▶ _Stated problem 1_
Please answer these from the text on staging tables:
(a) Which staging table should serve as the primary one?
(b) In which clause of the generated Source Query is the Join On expression used?
(c) What filter does the text recommend when a JOIN is required instead of a LEFT JOIN?
▶ _Stated problem 2_
Carry the text on staging tables forward from its final sentence.

▶ _Document_
= = = =

The staging source can be a single primary staging table or the combination of a primary staging table and multiple secondary staging tables. The primary Staging table should be the staging table that has the same grain as your destination Dimension table.
Primary Staging Table
- In the Primary Staging Table dropdown select the “Task” staging table. The Dimension will have the same grain as the primary source. The Staging Table Column List is automatically populated with all the fields from the Primary Staging table. Delete any columns that are not required.
Further information
- Edit Button. Click this button to specify further details for the Primary Staging Table. The Source Staging Table dialog appears.
- Select the Primary Staging Table columns that are required for the transform.
- Filter. In some cases, you may want to filter the data returned for the primary Staging table in the Transform process. Define the Filter, using an Expression. When referencing Staging columns in a T-SQL Expression, use the following convention Source_System_Abbrev_ Table_Name.Column_Name. See the Expression Language section for details of how to refer to Staging and Warehouse tables and columns. The filter is applied in the Where clause of the generated Source Query.
- Tag Table. Define custom metadata for the Primary Staging table.
Secondary Staging Tables
If data is required from another Staging table in the transform, define the table in the Secondary Staging Tables table, and how it joins to the primary (or other secondary).
- Add Join Button. Click this button to specify details for the Secondary Staging Table. The Source Staging Table dialog appears.
- Staging Table Name. Select the Secondary Staging table from the drop-down.
- Join On. Write an expression describing how the Secondary table joins to either the Primary Staging table, or other Secondary Staging tables. When referencing Staging columns in a T-SQL Expression, use the following convention Source_System_Abbrev_ Table_Name.Column_Name.See the Expression Language section for details of how to refer to Staging and Warehouse tables and columns. The Join on Expression is used in the LEFT JOIN ON clause of the generated Source Query. The Generated Source query is generated as a LEFT JOIN to the Secondary Staging table. If you require a JOIN, then use a ‘Secondary Staging table key IS NOT NULL’ filter, to eliminate rows where there is no matching Secondary Staging table record.
- Filter. In some cases, you may want to filter the data returned for the Secondary Staging table in the Transform process. Define the Filter, using an Expression. The filter is added to the Where clause of the generated Source query. When referencing Staging columns in a T-SQL Expression, use the following convention Source_System_Abbrev_ Table_Name.Column_Name. See the Expression Language section for details of how to refer to Staging and Warehouse tables and columns.

= = = =

▶ _Data rows_
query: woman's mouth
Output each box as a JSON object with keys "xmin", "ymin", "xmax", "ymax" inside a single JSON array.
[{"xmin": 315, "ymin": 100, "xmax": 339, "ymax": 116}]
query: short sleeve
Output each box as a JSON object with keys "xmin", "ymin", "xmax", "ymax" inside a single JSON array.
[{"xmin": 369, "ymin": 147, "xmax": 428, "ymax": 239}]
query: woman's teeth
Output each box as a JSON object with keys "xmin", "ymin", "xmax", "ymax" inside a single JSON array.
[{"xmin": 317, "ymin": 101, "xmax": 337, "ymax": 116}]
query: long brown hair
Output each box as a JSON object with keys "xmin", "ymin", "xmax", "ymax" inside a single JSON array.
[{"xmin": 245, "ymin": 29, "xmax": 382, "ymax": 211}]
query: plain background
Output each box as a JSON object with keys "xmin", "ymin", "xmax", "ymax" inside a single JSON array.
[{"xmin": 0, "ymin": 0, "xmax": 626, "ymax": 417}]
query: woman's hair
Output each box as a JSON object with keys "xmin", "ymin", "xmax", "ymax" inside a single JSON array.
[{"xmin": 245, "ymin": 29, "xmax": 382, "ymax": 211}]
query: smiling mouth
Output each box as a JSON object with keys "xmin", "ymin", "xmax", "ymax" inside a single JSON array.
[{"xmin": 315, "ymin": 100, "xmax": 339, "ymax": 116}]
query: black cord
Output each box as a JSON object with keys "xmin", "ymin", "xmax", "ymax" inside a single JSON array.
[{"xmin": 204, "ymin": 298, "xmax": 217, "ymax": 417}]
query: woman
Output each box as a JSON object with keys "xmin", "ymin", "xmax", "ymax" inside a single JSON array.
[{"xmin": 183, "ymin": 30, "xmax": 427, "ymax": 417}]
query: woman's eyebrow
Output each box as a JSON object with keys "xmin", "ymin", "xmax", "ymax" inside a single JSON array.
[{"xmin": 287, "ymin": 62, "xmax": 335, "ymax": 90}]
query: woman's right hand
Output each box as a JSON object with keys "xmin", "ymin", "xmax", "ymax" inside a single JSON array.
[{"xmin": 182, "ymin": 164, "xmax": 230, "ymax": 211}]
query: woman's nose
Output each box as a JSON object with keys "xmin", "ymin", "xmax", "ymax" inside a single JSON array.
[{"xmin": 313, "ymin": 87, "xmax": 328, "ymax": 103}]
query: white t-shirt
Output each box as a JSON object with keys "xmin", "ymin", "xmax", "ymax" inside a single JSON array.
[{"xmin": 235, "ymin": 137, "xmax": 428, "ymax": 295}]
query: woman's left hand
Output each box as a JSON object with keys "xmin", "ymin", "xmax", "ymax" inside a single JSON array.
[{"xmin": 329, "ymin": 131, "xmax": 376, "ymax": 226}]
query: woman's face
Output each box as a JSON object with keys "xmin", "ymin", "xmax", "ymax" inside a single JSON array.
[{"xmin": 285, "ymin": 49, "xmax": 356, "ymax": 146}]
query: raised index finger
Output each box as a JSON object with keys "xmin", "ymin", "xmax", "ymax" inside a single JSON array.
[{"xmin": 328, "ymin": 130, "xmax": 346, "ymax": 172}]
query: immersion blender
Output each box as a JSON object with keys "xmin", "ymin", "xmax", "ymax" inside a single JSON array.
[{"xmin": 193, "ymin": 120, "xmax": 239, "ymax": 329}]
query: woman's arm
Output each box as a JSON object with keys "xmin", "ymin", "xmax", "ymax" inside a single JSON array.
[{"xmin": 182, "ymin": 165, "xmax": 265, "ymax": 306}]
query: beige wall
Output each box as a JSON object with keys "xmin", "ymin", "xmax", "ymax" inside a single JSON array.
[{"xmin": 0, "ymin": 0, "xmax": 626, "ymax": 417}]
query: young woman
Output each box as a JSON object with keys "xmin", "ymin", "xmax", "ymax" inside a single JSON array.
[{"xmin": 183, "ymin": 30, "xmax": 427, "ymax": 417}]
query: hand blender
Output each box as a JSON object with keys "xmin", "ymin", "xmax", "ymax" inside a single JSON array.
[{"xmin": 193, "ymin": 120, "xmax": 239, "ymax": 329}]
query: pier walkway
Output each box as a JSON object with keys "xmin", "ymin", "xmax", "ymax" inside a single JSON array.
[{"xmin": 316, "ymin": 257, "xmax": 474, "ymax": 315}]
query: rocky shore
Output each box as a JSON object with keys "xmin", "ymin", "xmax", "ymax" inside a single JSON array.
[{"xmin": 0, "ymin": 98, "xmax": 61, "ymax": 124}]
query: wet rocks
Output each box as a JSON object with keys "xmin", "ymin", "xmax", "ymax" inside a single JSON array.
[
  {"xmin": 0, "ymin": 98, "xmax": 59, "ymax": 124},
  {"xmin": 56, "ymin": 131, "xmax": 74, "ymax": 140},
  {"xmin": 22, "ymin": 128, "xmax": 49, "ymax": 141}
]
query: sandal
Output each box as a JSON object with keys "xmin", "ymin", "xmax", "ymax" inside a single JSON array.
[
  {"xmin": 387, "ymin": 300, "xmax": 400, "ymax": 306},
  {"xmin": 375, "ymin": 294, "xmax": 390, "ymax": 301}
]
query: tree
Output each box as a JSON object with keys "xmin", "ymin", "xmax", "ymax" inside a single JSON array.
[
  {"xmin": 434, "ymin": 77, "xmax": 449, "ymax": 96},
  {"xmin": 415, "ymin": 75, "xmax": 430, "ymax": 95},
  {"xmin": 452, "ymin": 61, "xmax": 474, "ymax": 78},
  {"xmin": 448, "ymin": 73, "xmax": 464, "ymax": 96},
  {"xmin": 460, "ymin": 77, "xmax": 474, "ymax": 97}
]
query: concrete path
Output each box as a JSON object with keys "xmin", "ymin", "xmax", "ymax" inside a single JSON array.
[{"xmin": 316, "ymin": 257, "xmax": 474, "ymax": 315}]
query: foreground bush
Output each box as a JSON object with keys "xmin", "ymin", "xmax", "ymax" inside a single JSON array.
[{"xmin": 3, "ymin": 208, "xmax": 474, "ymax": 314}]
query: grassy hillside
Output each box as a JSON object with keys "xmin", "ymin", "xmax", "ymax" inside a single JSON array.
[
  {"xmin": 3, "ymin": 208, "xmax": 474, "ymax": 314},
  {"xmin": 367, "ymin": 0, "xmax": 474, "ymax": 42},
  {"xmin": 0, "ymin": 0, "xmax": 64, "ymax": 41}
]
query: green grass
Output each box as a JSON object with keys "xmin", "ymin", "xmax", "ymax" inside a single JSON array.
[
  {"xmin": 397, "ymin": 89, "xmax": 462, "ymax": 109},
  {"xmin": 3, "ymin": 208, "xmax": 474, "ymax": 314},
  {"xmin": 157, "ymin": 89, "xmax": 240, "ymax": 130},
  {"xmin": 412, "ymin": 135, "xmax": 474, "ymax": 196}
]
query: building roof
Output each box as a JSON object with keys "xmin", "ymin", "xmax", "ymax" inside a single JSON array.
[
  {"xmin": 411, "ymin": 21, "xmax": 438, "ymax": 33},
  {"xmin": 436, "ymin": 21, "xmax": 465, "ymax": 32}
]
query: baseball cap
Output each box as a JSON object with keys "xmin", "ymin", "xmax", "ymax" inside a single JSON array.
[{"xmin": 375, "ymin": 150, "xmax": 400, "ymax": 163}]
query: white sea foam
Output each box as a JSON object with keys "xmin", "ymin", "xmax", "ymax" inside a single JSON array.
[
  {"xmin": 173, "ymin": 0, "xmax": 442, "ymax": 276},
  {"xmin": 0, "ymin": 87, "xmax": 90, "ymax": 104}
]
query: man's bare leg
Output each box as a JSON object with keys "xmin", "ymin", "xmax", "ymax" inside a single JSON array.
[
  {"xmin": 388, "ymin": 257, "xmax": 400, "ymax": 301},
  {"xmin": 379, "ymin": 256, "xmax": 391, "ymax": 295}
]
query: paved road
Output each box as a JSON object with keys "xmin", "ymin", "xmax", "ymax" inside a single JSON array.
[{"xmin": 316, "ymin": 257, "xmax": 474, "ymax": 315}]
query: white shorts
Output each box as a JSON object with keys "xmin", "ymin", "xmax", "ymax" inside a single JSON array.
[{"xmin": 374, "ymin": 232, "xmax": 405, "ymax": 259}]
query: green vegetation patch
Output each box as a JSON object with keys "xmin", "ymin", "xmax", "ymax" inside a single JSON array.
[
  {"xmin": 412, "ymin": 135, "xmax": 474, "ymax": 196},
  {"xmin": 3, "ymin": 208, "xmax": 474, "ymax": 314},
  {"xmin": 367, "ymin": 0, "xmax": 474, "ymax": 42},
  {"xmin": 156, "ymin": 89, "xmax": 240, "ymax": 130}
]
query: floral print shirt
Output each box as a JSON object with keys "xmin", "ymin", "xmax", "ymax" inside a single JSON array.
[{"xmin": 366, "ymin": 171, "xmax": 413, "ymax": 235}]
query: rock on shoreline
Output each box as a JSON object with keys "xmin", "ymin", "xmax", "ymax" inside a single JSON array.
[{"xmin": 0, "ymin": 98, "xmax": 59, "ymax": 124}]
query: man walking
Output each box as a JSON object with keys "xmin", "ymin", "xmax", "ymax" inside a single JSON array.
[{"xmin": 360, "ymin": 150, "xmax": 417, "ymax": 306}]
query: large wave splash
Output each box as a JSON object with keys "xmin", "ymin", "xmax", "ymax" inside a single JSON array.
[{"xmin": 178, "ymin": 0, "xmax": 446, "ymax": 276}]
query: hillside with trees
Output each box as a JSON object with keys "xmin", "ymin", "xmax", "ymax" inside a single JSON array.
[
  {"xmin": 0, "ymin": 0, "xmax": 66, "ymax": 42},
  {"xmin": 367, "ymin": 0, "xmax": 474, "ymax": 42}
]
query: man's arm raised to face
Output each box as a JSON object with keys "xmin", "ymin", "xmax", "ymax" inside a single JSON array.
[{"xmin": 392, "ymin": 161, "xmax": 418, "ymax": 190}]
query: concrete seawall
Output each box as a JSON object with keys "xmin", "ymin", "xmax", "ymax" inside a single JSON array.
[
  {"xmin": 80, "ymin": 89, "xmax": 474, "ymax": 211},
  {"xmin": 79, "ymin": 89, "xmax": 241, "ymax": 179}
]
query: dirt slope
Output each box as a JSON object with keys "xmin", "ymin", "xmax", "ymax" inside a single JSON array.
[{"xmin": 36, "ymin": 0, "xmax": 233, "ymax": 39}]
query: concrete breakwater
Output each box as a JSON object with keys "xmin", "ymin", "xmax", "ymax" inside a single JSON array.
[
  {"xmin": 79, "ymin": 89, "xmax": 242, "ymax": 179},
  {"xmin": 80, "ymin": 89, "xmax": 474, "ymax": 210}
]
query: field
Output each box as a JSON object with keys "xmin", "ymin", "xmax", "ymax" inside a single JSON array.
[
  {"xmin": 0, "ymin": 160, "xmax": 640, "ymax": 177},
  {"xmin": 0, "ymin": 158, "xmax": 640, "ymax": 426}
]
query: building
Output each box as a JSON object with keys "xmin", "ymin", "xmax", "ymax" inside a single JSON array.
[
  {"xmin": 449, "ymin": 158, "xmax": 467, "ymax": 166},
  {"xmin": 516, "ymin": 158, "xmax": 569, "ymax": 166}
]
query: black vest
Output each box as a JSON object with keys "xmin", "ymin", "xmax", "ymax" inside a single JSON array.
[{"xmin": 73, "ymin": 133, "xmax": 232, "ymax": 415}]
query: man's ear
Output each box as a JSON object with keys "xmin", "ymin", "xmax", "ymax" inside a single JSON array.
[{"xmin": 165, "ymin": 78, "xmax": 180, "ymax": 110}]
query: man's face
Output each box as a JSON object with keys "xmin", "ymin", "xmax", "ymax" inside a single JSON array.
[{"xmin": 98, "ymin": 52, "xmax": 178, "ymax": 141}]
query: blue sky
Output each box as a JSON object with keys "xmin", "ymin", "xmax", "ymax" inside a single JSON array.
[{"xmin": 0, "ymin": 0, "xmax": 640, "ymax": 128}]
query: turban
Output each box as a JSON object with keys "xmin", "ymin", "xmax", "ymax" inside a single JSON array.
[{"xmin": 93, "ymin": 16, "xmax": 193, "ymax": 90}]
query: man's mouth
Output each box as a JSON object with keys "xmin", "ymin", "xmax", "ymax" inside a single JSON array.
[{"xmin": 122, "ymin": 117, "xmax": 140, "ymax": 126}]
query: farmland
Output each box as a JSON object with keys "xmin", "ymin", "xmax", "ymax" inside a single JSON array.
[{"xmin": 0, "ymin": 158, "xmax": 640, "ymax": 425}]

= = = =

▶ _Task output 1_
(a) The staging table that has the same grain as the destination Dimension table.
(b) The LEFT JOIN ON clause.
(c) A 'Secondary Staging table key IS NOT NULL' filter, which removes rows that have no matching Secondary Staging table record.

▶ _Task output 2_
- Tag Table. Define custom metadata for the Primary Staging table.
Match On
The Match On tab defines the columns of the Staging source tables that match the business key(s) of the target Fact/Dimension for the purposes of identifying new and deleted source records. In the standard generated code, where a match is found, a further comparison is made based on checksums, to determine if a change has been made to the target row.
There are 2 ways to define the match:
- Use the Match button below the bottom right of the table to automatically match Staging to Target Business key based on Name.
- Select the Match manually.
- Staging Table. Select the Staging table that contains the Staging column.
- Staging Column. Select the matching Staging Column.
- … Button. Click the … button if it is necessary to define an expression on columns of the Staging source to match to the target business key. The expression language is T-SQL. When referencing Staging columns in a T-SQL Expression, use the following convention Source_System_Abbrev_ Table_Name.Column_Name. See the Expression Language section for details of how to refer to Staging and Warehouse tables and columns. The expression should be written as if it were in the SELECT list of a T-SQL Query against the Staging database. E.g. Select expression FROM Staging table.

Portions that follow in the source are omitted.